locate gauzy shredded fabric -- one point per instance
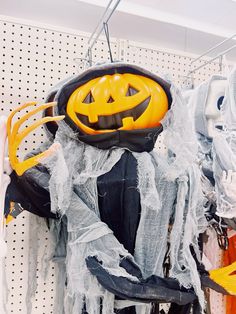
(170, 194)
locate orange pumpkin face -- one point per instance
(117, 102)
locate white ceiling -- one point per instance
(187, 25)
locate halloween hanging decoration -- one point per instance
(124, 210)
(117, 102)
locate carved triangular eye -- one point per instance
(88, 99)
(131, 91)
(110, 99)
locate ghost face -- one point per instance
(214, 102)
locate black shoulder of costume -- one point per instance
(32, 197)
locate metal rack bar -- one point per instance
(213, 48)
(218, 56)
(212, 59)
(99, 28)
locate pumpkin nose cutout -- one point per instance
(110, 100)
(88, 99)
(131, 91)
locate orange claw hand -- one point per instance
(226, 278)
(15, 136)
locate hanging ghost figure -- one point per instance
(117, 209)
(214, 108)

◆ ◆ ◆ ◆ ◆

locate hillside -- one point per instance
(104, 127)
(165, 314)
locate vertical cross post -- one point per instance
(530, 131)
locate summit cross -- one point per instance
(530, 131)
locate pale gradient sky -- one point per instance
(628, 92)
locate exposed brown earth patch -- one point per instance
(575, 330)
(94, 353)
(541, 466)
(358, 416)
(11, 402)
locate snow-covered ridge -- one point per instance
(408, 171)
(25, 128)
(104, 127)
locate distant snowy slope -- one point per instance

◆ ◆ ◆ ◆ ◆

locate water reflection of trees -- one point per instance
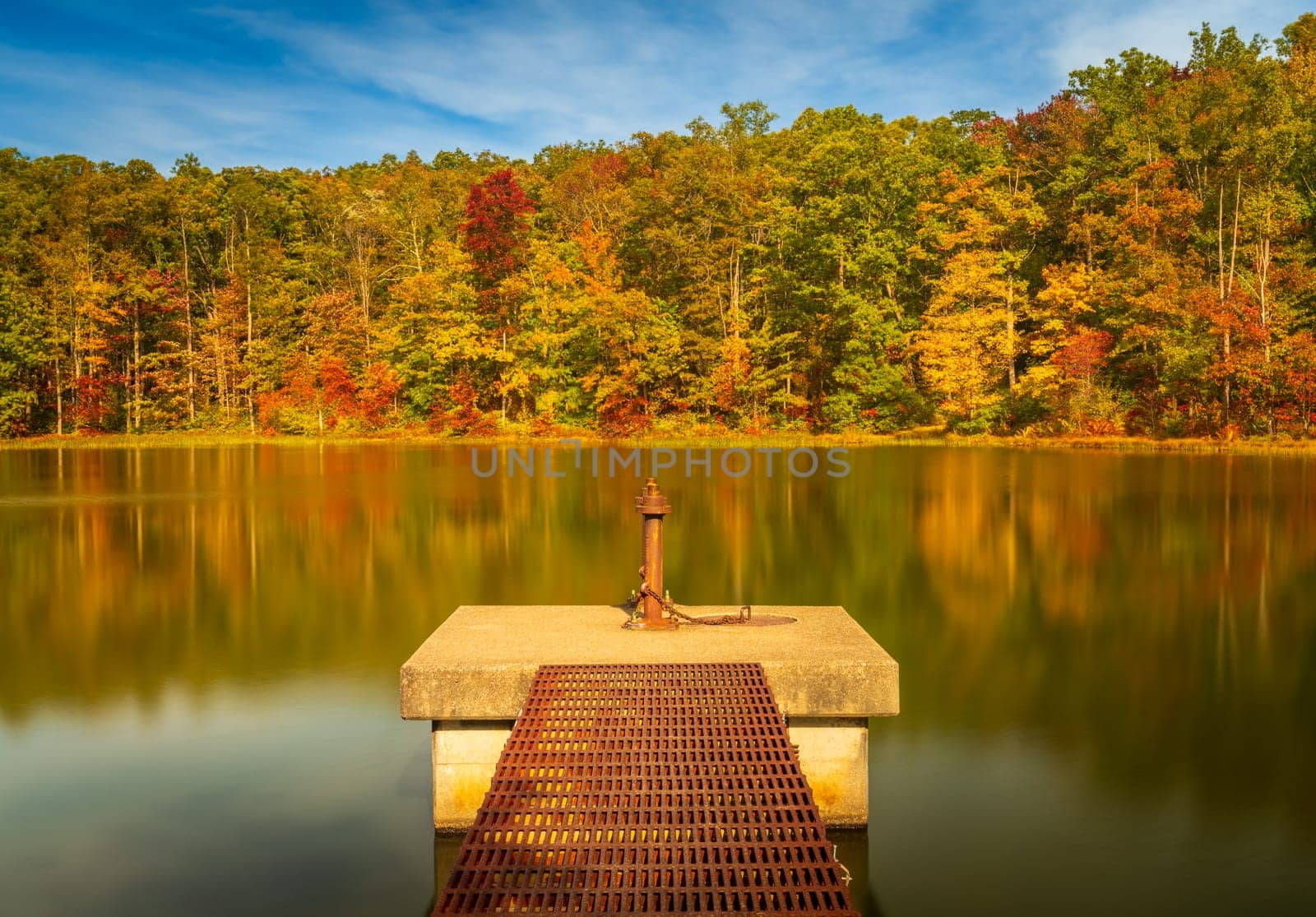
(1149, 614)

◆ ◆ ◆ ◆ ◆

— Instruction —
Show each line of the listing above that contains the word "hanging".

— Answer in full —
locate halloween hanging decoration -- one point per instance
locate hanging ghost figure -- one point per instance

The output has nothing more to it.